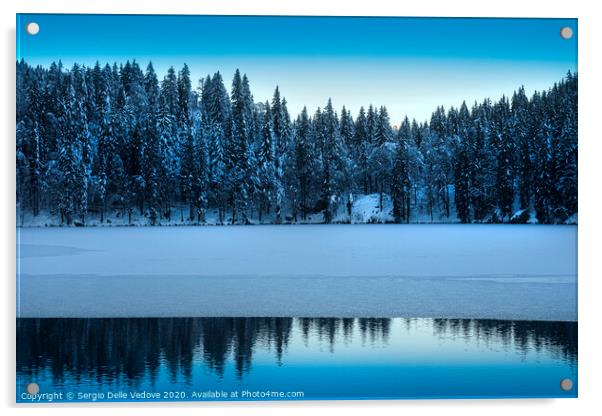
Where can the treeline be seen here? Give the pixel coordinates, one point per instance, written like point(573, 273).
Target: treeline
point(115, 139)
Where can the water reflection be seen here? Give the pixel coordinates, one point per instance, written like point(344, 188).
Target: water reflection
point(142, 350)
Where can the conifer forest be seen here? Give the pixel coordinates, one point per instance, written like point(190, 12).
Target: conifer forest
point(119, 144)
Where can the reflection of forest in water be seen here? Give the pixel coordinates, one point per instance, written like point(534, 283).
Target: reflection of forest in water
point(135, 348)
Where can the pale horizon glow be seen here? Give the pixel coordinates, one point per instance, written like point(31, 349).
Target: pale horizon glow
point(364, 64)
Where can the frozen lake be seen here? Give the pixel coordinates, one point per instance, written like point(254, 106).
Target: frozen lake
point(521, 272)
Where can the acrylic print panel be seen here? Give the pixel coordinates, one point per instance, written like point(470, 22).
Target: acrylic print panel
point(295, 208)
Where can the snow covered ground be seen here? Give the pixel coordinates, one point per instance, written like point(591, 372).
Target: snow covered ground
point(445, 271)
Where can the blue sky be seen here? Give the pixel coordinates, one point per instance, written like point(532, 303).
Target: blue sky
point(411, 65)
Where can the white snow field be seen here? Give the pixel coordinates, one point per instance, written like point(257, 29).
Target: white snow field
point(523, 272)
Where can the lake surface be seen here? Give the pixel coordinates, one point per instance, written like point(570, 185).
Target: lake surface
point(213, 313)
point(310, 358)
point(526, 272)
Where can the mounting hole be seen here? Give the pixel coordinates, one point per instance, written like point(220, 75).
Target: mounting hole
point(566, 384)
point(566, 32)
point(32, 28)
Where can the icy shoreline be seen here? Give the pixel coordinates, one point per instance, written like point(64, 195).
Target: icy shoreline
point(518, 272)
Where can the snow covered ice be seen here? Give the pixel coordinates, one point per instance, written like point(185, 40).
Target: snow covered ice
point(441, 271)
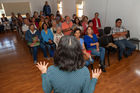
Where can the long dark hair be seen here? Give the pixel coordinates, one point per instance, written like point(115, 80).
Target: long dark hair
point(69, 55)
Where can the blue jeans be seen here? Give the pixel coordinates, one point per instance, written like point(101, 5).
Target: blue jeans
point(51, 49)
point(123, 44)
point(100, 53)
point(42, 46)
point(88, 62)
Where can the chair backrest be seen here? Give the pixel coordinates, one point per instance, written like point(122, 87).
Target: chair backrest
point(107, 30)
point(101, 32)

What needs to be done: Set down exactly, and only, the lines from the one with "Target: long dark hair" to the final line of the data.

Answer below:
Target: long dark hair
point(69, 55)
Where can the blue jeans be seen here? Give the pixel coordinates, one point per instance, written like point(101, 5).
Target: blue jeans
point(51, 49)
point(123, 44)
point(100, 53)
point(42, 46)
point(88, 62)
Where can the chair backrest be seen here? Give the pixel coordinates, one point per instance, written like point(122, 87).
Target: chair backrest
point(107, 30)
point(101, 32)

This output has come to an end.